Point localization data:

--

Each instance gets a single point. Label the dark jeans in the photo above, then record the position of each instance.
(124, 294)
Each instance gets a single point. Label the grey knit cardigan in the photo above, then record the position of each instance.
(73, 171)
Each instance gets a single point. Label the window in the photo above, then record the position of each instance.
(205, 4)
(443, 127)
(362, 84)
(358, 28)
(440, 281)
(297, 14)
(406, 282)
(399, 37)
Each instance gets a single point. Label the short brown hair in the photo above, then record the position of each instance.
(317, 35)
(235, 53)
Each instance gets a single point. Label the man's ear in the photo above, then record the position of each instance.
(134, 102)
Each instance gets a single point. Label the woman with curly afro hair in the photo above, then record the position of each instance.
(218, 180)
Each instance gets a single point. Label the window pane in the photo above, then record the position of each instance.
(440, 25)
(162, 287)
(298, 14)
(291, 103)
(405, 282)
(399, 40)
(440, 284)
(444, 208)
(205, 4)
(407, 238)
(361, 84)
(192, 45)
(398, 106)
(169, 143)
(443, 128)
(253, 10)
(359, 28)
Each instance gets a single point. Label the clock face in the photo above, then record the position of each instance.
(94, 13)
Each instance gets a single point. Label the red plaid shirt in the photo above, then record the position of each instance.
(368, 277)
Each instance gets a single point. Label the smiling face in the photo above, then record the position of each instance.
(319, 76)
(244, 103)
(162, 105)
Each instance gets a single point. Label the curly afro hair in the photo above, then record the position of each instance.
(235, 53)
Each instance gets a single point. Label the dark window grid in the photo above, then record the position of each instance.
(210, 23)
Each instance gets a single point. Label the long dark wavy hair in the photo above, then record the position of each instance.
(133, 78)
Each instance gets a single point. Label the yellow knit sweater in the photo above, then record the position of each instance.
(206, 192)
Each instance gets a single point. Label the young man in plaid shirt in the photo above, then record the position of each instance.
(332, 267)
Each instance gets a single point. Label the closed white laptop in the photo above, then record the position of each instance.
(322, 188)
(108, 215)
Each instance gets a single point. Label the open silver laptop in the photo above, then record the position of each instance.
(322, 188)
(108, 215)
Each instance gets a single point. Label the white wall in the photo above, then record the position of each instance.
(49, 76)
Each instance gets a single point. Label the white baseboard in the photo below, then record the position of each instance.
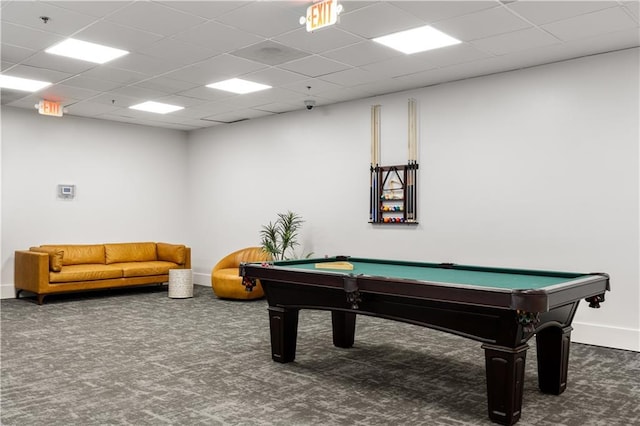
(611, 337)
(202, 279)
(7, 291)
(590, 334)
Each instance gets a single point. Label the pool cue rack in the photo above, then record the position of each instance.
(394, 198)
(393, 189)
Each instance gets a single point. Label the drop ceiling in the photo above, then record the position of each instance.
(177, 47)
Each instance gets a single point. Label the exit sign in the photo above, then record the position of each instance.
(50, 108)
(321, 14)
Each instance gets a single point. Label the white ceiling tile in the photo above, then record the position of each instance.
(144, 64)
(263, 18)
(205, 9)
(15, 54)
(14, 98)
(515, 41)
(166, 84)
(66, 94)
(27, 37)
(277, 107)
(274, 76)
(240, 115)
(544, 12)
(633, 7)
(139, 92)
(169, 42)
(318, 41)
(219, 37)
(388, 19)
(591, 24)
(206, 93)
(350, 77)
(485, 23)
(362, 53)
(434, 11)
(345, 94)
(114, 74)
(94, 84)
(311, 87)
(117, 100)
(314, 66)
(118, 36)
(96, 8)
(215, 69)
(36, 73)
(180, 100)
(61, 21)
(270, 53)
(5, 65)
(155, 18)
(179, 52)
(59, 63)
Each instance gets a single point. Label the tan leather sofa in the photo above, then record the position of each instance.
(226, 281)
(51, 269)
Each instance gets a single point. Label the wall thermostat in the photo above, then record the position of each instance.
(66, 192)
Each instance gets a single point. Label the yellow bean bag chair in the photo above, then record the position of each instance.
(225, 277)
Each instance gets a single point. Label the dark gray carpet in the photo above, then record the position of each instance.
(136, 357)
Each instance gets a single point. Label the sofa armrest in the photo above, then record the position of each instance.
(31, 271)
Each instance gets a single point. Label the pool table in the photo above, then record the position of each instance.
(502, 308)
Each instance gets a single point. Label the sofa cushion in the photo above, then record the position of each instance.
(143, 269)
(78, 254)
(175, 253)
(55, 256)
(130, 252)
(85, 272)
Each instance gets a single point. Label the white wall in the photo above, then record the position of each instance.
(536, 168)
(130, 181)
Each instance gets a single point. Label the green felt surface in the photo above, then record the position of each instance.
(494, 279)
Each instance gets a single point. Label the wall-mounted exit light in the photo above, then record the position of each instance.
(86, 51)
(417, 40)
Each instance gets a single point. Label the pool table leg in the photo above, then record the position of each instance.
(505, 382)
(552, 347)
(283, 323)
(344, 328)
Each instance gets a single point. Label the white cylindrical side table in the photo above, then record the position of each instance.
(180, 283)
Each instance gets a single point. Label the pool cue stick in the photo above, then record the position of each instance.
(376, 155)
(410, 129)
(371, 197)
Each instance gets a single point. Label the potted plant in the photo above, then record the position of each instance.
(280, 239)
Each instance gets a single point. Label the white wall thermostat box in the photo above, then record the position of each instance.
(66, 192)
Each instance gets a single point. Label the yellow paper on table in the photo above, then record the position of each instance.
(335, 265)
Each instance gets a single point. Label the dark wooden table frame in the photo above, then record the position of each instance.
(502, 320)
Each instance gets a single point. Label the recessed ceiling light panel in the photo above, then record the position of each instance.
(417, 40)
(22, 84)
(86, 51)
(157, 107)
(238, 85)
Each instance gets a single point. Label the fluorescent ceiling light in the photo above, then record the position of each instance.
(417, 40)
(238, 85)
(86, 51)
(156, 107)
(24, 84)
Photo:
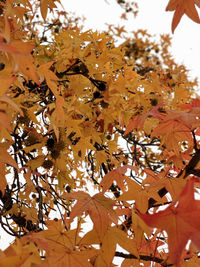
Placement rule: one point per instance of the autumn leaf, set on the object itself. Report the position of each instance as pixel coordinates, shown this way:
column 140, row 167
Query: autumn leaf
column 181, row 222
column 182, row 7
column 99, row 208
column 60, row 246
column 117, row 175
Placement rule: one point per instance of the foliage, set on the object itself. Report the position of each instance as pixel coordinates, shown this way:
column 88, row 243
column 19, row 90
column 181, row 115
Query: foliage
column 95, row 133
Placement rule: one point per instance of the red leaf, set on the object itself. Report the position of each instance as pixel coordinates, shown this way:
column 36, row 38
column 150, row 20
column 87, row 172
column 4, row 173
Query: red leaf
column 181, row 223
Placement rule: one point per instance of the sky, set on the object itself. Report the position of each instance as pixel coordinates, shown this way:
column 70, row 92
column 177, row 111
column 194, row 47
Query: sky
column 153, row 17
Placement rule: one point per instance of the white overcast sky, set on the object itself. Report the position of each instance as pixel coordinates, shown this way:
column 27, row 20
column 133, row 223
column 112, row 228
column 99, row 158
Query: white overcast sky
column 153, row 17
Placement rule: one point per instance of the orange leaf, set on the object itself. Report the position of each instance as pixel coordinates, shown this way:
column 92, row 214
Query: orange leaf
column 98, row 207
column 182, row 7
column 117, row 175
column 181, row 222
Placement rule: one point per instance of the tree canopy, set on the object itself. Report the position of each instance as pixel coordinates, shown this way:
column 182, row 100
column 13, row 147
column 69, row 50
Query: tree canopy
column 99, row 142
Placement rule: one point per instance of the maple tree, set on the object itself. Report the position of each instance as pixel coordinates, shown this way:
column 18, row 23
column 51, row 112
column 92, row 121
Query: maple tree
column 95, row 133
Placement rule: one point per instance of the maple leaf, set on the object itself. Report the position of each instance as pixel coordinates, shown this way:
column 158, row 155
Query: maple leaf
column 99, row 208
column 182, row 7
column 117, row 175
column 60, row 246
column 112, row 237
column 181, row 222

--

HOW TO COMPLETE THIS TASK: Repeat, without changes, every line from the one that contains "Query: orange leaf" through the final line of the data.

REPLY:
Query: orange leaf
column 98, row 207
column 182, row 7
column 117, row 175
column 181, row 222
Placement rule: one point per instance of the tree canopy, set on the object itself. Report the position of each instance as pixel coordinates, shown this way:
column 182, row 100
column 13, row 147
column 69, row 50
Query: tree canopy
column 99, row 142
Placement rule: one point per instance of the maple tree, set on the object itself. Report the position of each instance as pixel coordinates, shown this way:
column 18, row 23
column 51, row 112
column 92, row 121
Query: maple tree
column 95, row 133
Placement rule: one point per instance of the maple leaf, set on the object itself. Report the position of each instance as pixel coordinates, shown this way:
column 158, row 155
Query: maple leaf
column 99, row 208
column 182, row 7
column 117, row 175
column 60, row 246
column 112, row 237
column 181, row 222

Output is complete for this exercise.